> [Goal of the exercise] Continue the blog post below about acronyms for computational models of analogy, starting right after its final sentence.

> [Document excerpt]
######

Every field has its acronyms, but computer scientists and computational modelers seem to be so enamored with acronyms that the names of the models often seemed designed to fit a clever acronym rather than to be descriptive of what they do. As I was working today, I began to think about all of the acronyms for models of one particular thing, analogy. I came up with a dozen off the top of my head, and a quick perusal of some of the papers on my computer gave me even more. Here are the ones I could come up with:
PHINEAS
LISA
CARL
SEQL
MAC/FAC
SME (and I-SME)
MAGI
JUXTA
CAB
ARCS
AMBR (and AMBR-2)
DUAL
COPYCAT
TABLETOP
MetaCat
STAR-1 and STAR-2
ACME
ARCS
IAM
CARL
and the cleverest of all ANALOGY
Try and guess what they all stand for (a hint: "A" almost always stands for "Analogy"). If you're really curious, I'll tell you, though, I can't for the life of me remember what PHINEAS is an acronym for.

######

> [Extracted entries]
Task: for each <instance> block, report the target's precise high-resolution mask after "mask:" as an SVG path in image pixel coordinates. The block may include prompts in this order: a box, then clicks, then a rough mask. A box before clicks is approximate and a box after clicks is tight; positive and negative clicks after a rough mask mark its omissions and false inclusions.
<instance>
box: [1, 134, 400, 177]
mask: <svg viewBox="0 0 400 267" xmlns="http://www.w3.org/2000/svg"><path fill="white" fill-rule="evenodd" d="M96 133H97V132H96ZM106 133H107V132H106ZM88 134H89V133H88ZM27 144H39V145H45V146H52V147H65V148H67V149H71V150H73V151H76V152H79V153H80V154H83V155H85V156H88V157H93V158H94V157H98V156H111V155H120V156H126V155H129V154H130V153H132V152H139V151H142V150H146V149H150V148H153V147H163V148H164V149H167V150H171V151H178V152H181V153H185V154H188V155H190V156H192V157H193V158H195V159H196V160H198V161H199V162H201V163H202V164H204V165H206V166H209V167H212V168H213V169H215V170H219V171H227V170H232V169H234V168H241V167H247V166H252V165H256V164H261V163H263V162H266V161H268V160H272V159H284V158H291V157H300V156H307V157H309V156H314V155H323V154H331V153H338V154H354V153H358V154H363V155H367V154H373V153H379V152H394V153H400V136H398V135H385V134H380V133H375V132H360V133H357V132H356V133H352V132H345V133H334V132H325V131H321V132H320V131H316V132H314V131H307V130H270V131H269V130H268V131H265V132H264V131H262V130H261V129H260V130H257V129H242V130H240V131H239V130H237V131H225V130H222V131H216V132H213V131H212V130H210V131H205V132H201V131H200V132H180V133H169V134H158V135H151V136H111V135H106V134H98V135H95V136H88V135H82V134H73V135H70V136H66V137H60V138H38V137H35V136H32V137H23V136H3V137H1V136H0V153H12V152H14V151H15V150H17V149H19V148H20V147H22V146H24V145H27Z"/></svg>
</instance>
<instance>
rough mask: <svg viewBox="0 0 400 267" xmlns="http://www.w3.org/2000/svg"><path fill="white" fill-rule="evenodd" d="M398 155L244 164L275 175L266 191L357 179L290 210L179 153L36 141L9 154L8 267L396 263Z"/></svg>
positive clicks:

######

> [Reply to the exercise]
By the way, the coolest model of analogy, and the funniest, is the parallelogram model of analogy, which doesn't (as far as I know) have an acronym. You can read about it in Rumelhart, D. E. & Abrahamson, A. A. (1973). A model for analogical reasoning. Cognitive Psychology, 5, 1-28.
From Figure 1 of Oberauer, K et al. The multiple faces of working memory: storage, processing, supervision, and coordination.
3 comments:
May I propose PAM, the Parallelogram Analogy Model?
Posted by Jason Kuznicki
It definitely works, though it's a bit late to get it into the original paper.
Posted by Chris
WOW...all of a sudden, I feel extremely intellectually inadequate. LOL!!!